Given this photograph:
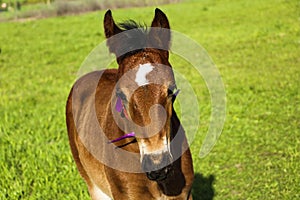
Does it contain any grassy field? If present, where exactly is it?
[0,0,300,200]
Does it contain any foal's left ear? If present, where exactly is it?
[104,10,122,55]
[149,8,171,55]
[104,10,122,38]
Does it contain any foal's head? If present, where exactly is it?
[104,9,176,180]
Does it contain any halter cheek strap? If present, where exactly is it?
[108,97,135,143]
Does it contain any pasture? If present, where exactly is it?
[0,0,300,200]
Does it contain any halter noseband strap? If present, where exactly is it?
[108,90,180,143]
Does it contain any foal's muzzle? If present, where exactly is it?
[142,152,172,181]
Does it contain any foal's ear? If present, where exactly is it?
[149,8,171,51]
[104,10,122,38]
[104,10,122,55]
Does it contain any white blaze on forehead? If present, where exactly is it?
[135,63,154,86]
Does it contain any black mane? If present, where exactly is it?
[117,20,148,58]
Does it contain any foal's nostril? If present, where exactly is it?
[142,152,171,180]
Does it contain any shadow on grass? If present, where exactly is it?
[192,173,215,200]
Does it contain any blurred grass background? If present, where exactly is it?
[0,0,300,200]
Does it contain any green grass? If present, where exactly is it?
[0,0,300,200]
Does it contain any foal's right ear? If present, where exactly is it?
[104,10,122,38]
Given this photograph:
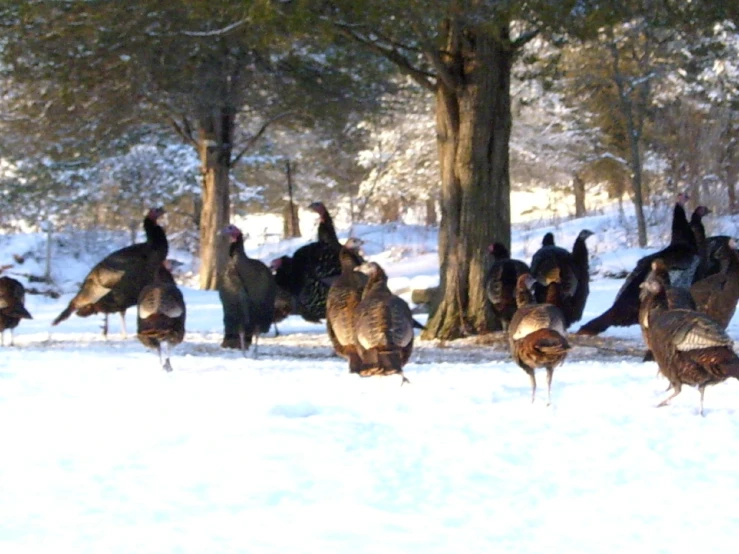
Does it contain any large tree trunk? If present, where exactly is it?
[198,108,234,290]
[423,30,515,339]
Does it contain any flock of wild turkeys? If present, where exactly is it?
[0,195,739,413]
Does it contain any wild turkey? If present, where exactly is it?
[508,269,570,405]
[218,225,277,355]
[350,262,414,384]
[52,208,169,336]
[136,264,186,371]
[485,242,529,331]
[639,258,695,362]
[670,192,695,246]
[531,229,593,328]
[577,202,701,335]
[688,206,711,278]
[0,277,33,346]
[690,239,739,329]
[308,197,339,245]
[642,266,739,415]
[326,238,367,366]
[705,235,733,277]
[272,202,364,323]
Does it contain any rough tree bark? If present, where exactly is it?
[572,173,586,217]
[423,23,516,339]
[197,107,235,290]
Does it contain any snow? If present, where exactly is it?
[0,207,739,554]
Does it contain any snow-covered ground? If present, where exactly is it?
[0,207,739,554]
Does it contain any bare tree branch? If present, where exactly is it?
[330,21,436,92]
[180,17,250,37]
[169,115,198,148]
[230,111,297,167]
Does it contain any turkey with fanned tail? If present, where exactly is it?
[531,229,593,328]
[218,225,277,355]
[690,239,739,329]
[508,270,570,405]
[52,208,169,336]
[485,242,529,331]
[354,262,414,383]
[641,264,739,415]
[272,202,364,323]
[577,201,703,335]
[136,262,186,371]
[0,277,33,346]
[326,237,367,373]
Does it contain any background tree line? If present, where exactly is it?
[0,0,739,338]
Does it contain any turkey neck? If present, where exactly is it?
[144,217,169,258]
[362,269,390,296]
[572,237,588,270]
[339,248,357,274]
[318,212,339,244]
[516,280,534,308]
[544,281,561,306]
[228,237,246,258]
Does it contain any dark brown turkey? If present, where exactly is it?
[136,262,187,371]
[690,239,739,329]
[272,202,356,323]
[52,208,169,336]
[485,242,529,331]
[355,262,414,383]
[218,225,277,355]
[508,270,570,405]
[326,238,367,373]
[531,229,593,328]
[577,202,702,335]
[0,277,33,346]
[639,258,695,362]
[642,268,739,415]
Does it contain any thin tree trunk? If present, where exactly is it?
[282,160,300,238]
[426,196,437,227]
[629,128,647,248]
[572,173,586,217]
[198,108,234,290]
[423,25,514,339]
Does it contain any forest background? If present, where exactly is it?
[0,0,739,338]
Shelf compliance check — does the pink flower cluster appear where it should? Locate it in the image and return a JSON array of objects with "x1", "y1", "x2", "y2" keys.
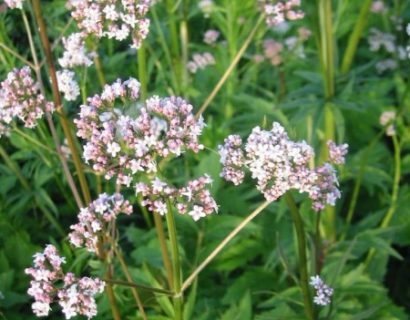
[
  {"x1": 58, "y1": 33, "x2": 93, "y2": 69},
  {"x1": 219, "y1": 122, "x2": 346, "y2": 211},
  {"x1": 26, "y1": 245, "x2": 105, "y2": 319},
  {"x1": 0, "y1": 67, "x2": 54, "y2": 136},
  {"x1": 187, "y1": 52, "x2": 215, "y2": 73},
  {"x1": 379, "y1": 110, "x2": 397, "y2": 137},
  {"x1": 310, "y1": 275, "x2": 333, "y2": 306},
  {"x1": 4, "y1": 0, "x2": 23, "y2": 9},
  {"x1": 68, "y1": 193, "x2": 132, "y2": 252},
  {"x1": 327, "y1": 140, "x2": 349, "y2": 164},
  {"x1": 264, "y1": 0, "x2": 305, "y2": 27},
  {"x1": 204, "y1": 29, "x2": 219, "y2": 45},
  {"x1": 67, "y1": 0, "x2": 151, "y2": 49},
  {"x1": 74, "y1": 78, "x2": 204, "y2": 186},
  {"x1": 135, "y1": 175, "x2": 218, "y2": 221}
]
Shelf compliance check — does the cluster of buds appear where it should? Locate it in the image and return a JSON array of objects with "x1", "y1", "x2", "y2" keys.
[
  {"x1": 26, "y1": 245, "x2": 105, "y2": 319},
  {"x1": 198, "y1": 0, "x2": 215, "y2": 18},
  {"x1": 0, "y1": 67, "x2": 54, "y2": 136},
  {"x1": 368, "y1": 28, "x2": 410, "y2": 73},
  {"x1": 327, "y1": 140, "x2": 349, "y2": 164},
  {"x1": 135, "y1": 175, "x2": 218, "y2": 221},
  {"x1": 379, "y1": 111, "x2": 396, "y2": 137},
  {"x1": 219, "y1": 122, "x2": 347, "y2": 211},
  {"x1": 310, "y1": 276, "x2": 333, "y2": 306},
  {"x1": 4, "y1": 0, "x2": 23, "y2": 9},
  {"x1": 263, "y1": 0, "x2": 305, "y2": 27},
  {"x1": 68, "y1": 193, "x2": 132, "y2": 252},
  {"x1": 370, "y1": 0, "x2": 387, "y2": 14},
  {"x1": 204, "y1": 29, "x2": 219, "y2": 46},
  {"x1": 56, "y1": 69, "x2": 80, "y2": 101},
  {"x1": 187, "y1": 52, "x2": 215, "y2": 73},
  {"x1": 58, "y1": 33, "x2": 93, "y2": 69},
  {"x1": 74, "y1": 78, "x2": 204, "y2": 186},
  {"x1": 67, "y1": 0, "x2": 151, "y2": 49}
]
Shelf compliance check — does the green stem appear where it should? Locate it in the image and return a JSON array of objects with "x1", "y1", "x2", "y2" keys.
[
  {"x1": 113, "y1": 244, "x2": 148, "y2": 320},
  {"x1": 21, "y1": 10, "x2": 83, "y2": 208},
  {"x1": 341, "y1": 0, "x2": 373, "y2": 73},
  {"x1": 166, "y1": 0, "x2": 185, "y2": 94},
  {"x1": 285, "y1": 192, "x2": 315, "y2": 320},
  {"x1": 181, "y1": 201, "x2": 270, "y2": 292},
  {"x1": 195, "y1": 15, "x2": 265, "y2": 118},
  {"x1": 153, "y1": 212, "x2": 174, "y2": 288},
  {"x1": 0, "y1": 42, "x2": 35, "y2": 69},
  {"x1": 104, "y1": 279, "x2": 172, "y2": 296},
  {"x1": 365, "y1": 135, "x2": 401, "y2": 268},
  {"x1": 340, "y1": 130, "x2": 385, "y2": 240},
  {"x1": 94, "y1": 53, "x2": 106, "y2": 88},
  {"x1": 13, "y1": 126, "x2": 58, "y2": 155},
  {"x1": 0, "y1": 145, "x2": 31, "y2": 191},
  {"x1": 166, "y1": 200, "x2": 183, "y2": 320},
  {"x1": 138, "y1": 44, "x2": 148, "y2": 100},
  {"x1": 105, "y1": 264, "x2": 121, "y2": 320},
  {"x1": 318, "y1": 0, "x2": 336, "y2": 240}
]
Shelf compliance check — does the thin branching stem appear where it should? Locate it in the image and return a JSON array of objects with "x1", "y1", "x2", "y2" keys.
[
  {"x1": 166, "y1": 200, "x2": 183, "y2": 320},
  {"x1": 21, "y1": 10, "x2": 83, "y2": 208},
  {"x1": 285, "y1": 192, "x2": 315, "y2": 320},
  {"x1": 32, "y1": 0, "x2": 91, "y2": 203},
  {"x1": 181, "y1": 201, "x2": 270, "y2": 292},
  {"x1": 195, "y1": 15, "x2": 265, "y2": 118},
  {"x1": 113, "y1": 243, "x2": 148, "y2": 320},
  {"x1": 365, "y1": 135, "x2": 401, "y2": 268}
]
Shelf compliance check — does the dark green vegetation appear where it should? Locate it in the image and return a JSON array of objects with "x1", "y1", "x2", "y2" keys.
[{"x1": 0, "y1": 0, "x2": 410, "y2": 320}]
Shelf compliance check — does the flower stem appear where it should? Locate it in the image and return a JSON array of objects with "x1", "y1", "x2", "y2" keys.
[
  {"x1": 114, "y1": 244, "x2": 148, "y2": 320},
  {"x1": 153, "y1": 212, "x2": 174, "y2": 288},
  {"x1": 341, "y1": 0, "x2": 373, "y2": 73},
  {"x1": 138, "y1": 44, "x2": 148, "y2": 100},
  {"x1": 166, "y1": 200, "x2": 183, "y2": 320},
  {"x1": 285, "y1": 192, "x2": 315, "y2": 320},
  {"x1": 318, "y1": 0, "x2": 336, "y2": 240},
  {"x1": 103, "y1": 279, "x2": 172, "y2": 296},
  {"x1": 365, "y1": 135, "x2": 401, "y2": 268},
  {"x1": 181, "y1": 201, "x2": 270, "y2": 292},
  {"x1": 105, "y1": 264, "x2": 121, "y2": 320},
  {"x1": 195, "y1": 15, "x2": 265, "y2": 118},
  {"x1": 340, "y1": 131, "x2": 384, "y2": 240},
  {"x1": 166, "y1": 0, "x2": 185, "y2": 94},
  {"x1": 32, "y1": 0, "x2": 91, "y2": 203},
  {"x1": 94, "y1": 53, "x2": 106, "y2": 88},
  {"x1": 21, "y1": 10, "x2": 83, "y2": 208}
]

• • • •

■ **Exercise description**: Write out the stretch of the items above from the line containing "Does it contain any blurred" through the line containing "[197,107,235,290]" word for word, with both of those lines included. Leave the pictures out.

■ **Result for this task**:
Does it contain any blurred grass background? If present, where exactly is it?
[0,0,300,200]
Does it contain any green grass? If present, where exactly is it?
[0,0,300,200]
Does it contain any foal's right ear? If present, where exactly is it?
[104,10,122,38]
Given this photograph:
Does it contain any large tree trunk? If present, where exactly is it?
[198,108,234,290]
[423,30,515,339]
Does it contain any flock of wild turkeys? If present, where exactly is it?
[0,195,739,413]
Does it contain any wild turkey? If present, where exactly is it?
[508,269,570,405]
[218,225,277,355]
[350,262,414,384]
[52,208,169,336]
[136,264,186,371]
[485,242,529,331]
[639,258,695,362]
[670,192,695,246]
[531,229,593,328]
[577,202,701,335]
[688,206,711,278]
[0,277,33,346]
[690,239,739,329]
[308,197,339,245]
[642,266,739,415]
[326,238,367,366]
[705,235,733,277]
[272,202,364,323]
Does it contain any rough tree bark? If present, where exactly is it?
[572,173,586,217]
[423,23,516,339]
[197,107,235,290]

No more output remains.